Supplied information:

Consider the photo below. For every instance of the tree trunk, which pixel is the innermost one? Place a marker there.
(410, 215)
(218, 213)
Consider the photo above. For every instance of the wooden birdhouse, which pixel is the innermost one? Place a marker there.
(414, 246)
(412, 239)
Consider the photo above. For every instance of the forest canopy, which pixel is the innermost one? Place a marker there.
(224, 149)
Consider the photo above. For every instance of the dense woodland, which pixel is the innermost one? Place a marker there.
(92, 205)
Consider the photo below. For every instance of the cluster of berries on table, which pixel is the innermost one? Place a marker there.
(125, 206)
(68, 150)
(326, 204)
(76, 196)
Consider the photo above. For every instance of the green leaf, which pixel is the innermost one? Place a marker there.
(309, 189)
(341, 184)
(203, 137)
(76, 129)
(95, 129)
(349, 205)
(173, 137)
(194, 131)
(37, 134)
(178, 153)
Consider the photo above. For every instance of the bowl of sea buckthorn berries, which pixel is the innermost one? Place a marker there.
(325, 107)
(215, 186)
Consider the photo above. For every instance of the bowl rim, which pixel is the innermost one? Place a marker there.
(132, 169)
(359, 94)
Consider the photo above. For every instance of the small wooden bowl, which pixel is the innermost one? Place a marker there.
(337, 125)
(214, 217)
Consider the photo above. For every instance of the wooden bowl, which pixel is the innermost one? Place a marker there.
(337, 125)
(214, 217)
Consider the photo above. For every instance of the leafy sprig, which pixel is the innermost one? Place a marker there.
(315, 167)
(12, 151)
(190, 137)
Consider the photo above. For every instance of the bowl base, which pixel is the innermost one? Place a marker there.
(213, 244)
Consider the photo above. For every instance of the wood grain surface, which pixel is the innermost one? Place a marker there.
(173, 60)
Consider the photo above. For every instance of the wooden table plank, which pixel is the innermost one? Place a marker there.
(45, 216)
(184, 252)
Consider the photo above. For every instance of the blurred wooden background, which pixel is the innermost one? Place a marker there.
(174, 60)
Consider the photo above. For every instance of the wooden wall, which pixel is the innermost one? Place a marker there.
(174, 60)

Prompt: Repeat only the stretch of lines that begins at the line containing "Consider the photo above. For every instance of the bowl of" and ends at the last line above, both included.

Completed exercise:
Consider the photo above. For every instance of the bowl of sea buckthorn berries, which pixel is the innermost one? Place a marker there.
(325, 107)
(215, 186)
Consider the photo above. For every instance of the bowl rim, which pixel is the innermost one? Place a marker there.
(132, 169)
(359, 94)
Consider the photo above. For every instance of the small wooden bowl, which pixel is the innermost one? Place a marker there.
(337, 125)
(214, 217)
Consider the photo above. For every instance of the wooden bowl, which pixel is the innermost one? Place a marker there.
(337, 125)
(214, 217)
Consider the photo above. For every instance of the leafy sprig, which pixel is the innermost one? Place a marker there.
(315, 167)
(12, 151)
(190, 137)
Consider the photo above. For every instance of the bowl base, which pixel is the innermost one? Place a marker there.
(213, 244)
Consider the photo above. For every instance of the wood grain surface, which pixel is the innermost one? Place a marker there.
(173, 60)
Consider the photo above. For every instance of the wooden table plank, which pixel is the innermost one? Place a marker there.
(45, 216)
(184, 252)
Consider the photo above. For every instance of the blurred wooden background, which pixel is the innermost one? Place a marker there.
(174, 60)
Consider the photo above. For every instance of the wooden wall, which pixel is the innermost one? Place a marker there.
(174, 60)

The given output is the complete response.